#### WHAT THE TASK REQUIRES:
Repeat the material exactly, leaving nothing out.

#### RECORDED INFORMATION:

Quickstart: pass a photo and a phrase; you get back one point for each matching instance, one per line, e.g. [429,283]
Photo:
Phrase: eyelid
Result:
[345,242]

#### FINISHED ANSWER:
Quickstart: pass a photo and a phrase; you get back one point for each matching instance, one per line, e.g. [429,283]
Photo:
Phrase: eyelid
Result:
[345,242]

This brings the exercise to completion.